*Task brief*
Which lines in the entries below contain the word "black"? Return each of those lines in full, treating uppercase and lowercase as different.

Stored items from a collection
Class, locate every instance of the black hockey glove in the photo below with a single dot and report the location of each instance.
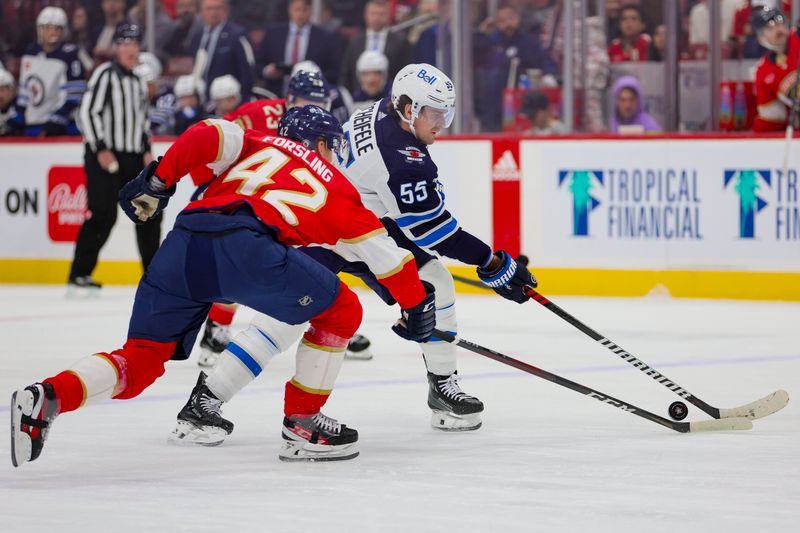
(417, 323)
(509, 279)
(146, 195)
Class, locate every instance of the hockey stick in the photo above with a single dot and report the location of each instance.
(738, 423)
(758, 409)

* * *

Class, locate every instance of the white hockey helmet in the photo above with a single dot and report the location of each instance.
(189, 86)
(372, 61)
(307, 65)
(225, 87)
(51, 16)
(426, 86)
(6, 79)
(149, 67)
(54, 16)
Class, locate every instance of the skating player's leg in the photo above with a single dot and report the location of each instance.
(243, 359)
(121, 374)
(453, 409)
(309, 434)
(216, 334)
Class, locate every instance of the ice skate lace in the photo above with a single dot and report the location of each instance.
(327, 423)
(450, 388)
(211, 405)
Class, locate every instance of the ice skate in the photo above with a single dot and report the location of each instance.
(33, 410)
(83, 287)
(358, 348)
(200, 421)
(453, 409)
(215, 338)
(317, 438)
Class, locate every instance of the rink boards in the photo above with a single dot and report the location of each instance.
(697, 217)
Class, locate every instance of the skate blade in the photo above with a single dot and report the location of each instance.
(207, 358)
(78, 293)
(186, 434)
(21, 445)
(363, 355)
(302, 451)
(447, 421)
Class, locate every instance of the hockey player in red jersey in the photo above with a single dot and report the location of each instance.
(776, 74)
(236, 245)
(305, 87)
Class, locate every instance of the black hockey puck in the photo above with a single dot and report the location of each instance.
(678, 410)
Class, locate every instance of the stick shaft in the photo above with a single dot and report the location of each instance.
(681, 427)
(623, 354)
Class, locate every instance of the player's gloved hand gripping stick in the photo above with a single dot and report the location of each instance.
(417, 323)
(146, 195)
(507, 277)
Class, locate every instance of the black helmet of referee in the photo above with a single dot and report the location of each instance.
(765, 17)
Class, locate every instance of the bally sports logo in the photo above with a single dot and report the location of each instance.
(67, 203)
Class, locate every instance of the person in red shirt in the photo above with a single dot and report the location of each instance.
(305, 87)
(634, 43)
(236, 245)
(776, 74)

*Solution for this problem*
Class, locate every instance of the black hockey glove in the photo below with a single dot and report the location of each instance.
Class, locate every instance of the black hockey puck in the photo above with a single dot and report the location of each instance.
Class, locate every instance of the black helmet of referee in the photo above with a single dot and report the location of each instance.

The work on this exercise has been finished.